# Material provided start

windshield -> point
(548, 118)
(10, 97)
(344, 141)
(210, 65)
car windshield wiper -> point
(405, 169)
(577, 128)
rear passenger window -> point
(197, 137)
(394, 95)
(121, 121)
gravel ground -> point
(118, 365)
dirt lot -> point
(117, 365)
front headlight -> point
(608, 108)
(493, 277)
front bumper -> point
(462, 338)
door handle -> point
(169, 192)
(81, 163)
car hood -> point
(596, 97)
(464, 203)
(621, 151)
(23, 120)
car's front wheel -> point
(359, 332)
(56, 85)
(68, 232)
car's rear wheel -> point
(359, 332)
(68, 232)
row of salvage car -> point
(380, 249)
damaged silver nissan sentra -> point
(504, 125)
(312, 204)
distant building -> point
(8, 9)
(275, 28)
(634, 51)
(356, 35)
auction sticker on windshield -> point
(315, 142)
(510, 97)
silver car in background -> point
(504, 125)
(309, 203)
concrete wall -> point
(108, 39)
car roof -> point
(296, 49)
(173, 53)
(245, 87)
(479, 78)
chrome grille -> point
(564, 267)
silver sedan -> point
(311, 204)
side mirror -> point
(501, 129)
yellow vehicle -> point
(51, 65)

# Material provided end

Exercise prompt → Print the rows above verbatim, every line in its original order.

Complete output →
windshield -> point
(548, 118)
(10, 97)
(344, 141)
(210, 65)
car windshield wiper -> point
(405, 169)
(577, 128)
rear passenger window -> point
(197, 137)
(394, 95)
(121, 121)
gravel ground -> point
(118, 365)
dirt lot -> point
(117, 365)
front headlight -> point
(608, 108)
(493, 277)
front bumper -> point
(462, 338)
door handle -> point
(169, 192)
(81, 163)
car hood -> point
(596, 97)
(464, 203)
(621, 151)
(23, 120)
car's front wheel -> point
(359, 332)
(56, 85)
(68, 232)
car's rear wheel -> point
(359, 332)
(68, 232)
row of salvage car -> point
(380, 249)
damaged silver nissan sentra -> point
(504, 125)
(312, 204)
distant building -> point
(8, 9)
(275, 28)
(634, 51)
(356, 35)
auction sticker on windshield -> point
(315, 142)
(510, 97)
silver car in background -> point
(504, 125)
(309, 203)
concrete wall -> point
(108, 39)
car roof -> point
(296, 49)
(173, 53)
(245, 87)
(479, 78)
chrome grille -> point
(564, 267)
silver sedan -> point
(311, 204)
side mirror -> point
(501, 129)
yellow vehicle -> point
(51, 65)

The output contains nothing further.